Position annotation rows:

* * * * * * *

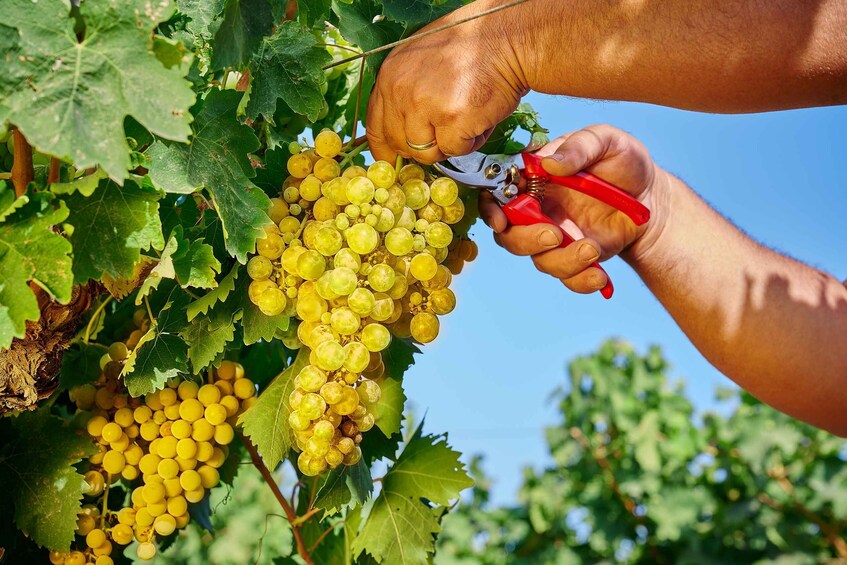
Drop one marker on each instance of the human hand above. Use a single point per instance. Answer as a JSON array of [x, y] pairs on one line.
[[600, 230], [451, 87]]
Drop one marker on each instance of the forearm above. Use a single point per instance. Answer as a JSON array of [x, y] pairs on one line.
[[719, 56], [775, 326]]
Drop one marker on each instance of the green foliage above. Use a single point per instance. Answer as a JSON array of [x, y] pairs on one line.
[[165, 127], [50, 490], [84, 90], [30, 251], [634, 479]]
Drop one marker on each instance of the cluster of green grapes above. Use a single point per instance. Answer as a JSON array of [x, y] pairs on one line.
[[169, 445], [356, 255]]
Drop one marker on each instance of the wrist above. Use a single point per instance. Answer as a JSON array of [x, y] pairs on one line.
[[646, 248]]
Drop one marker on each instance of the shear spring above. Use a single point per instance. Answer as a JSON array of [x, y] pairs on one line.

* * * * * * *

Rewrite all the rows above with "Drop one marker" changed to "Place a single marker" and everything else kept the same. Leave the pictures out of your answer.

- **Task answer**:
Place a single marker on each instance of the human hand above. Use a single point per instance. Answer as a JSON array of [x, y] pairs on one line.
[[600, 230], [451, 87]]
Place a single marker on each instance of the forearm above. Use a single point per instance. Answer as a JSON array of [x, y] pairs on one line.
[[719, 56], [775, 326]]
Place a single marker on each instance of the green foliage above. Use a single point per instance. Answer as a JSON array of [x, y] pairs on one line.
[[165, 127], [50, 490], [84, 90], [30, 251], [634, 479]]
Place a single marker on each instance of the cluster of green grapes above. Use a single point per instance. Answer as a JSON array of [x, y] pairs on one line.
[[169, 445], [356, 255]]
Place a single marker on each instance of the wrist above. Use a single point per instance. Answer as a JSON array of [x, y] pairs on one line.
[[646, 248]]
Place a single marker on each instance of the shear spring above. Use a single point per instance. Answer as a JSON array of [x, y] pairs on one line.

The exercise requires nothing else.